## Excerpt
--- begin ---

He described himself as a "dancing ape" and "a Calvinist," with all the attendant self-loathing that implies. By all accounts, he was "genially ugly," physically inept, sexually insecure, profoundly superstitious and emotionally demanding. He was also a brilliant poet and raconteur, and a generous -- though rarely encouraging -- mentor to younger poets. Although something of an academic prodigy himself, Spicer loathed academic life. His own "academy" was conducted in a succession of North Beach bars by night and in the bleachers of Aquatic Park by day.

Poetically, politically and culturally astute, Spicer offered his "circle" a virtual seminar of sharp-eyed and sharp-tongued critiques of the major movements of his day. An amiably equal-opportunity gadfly, he spared very few of his eminent contemporaries, gleefully anatomizing everything from the banalities of official verse culture to the emergent if regressive confessionalism and identity-based poetics of the period to the cutting-edge hype of the then "New" American Poetry.

If Spicer's influence on the poets who gathered around him was immediate and decisive, his influence since his death has been intermittent, if tellingly on the rise. His Collected Books has been continuously in print since 1975; he is acknowledged as a major precursor of the Language School and as a rich source of inspiration for a number of post-Stonewall gay and lesbian writers. Once considered a talented eccentric, curiously out of step with his times, he may now be read as having surely if darkly anticipated much of the social and cultural landscape we inhabit in the '90s. Perhaps his time has come at last.

Equally new and noteworthy is The House That Jack Built: The Collected Lectures of Jack Spicer. Scrupulously transcribed and edited by poet Peter Gizzi, who also contributes a fine essay on Spicer by way of an "Afterword," this volume collects for the first time the four historic talks Spicer gave in the months before his death. Delivered extemporaneously, without notes and intended as oral, if not oracular, transmissions, these lectures -- together with his final, posthumously published Book of Magazine Verse -- effectually comprise the poet's last will and testament.

The first three talks were recorded over several evenings in June 1965 and were addressed to an audience "assumed to be actively interested in writing poetry." Each evening Spicer read from his work and raised key issues in poetics. He began with a discussion of his theories of "dictation" (how poems come to the poet) and "the Outside" (where poems come from). For Spicer, a poet isn't an "author," but rather the receiver or translator or scribe of messages coming in from elsewhere.

--- end ---

## Challenge 1
Report every line in the entries below that contains the string "verge".

## Extracted material
--- begin ---

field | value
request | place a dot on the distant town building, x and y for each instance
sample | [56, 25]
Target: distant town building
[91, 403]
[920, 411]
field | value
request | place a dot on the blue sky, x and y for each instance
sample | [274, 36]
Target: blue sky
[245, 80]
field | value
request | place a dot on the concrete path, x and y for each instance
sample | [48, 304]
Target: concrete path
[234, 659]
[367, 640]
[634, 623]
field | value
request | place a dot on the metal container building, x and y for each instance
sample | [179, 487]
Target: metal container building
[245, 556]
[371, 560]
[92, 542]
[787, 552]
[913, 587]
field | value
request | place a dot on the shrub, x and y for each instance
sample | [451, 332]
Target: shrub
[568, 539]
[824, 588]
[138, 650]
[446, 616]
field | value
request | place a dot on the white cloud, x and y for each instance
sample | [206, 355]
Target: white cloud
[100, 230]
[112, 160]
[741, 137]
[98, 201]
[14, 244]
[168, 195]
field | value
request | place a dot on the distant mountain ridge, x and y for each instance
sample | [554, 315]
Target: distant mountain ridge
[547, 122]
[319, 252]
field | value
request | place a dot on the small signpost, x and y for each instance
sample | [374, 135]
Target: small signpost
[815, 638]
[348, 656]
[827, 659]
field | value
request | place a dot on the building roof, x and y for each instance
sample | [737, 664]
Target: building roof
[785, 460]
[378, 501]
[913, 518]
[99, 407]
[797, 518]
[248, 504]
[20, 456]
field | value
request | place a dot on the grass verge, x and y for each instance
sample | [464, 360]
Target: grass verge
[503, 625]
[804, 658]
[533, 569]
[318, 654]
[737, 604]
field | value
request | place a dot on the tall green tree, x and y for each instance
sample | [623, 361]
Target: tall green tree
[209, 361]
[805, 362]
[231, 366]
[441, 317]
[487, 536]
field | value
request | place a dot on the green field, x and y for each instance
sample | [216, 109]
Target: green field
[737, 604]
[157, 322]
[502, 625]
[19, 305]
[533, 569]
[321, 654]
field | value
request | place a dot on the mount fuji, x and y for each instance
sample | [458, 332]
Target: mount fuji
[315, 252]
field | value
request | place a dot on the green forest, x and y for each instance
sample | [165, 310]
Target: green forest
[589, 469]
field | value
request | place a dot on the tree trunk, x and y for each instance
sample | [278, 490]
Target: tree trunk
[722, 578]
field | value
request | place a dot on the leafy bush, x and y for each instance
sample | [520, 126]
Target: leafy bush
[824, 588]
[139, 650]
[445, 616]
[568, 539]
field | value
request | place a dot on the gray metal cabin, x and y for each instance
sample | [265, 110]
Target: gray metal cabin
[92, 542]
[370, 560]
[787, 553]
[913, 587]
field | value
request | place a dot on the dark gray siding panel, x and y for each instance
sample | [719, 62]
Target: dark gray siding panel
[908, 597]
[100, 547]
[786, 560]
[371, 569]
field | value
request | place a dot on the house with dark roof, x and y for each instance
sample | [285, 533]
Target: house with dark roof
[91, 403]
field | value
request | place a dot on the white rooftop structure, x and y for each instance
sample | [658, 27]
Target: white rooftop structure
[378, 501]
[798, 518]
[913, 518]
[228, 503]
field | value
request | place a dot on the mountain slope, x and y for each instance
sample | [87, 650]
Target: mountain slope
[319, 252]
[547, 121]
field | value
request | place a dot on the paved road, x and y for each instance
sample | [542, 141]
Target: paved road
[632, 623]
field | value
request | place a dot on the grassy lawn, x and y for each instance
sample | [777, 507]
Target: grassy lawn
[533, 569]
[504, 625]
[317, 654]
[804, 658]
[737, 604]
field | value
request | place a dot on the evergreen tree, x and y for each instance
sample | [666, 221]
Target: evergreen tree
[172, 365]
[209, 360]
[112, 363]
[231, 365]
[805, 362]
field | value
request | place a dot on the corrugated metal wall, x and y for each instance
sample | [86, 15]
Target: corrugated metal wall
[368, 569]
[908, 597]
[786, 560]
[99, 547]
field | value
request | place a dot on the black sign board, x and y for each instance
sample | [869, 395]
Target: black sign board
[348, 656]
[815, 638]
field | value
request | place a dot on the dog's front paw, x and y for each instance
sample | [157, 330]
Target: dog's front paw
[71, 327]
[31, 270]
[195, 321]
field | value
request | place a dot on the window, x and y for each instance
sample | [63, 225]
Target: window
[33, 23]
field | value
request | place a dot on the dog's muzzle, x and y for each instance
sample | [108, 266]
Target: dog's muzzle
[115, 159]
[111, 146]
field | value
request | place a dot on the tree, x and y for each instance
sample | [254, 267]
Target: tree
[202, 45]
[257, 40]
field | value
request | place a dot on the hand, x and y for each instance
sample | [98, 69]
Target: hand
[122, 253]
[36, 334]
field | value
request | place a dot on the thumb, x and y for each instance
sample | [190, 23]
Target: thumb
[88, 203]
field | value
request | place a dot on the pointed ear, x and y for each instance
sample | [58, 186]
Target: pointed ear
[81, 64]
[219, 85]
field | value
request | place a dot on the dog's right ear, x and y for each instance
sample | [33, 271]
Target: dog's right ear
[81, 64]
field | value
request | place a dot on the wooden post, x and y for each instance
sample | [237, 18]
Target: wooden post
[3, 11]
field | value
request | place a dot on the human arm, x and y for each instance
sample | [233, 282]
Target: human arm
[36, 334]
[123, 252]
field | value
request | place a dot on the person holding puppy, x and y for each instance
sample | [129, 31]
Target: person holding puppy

--- end ---

## Challenge 2
List the titles of all the books named in the excerpt about Jack Spicer above.

## Worked answer 1
request | place a dot on the grass verge, x and y for each instance
Target: grass verge

## Worked answer 2
- Collected Books
- The House That Jack Built: The Collected Lectures of Jack Spicer
- Book of Magazine Verse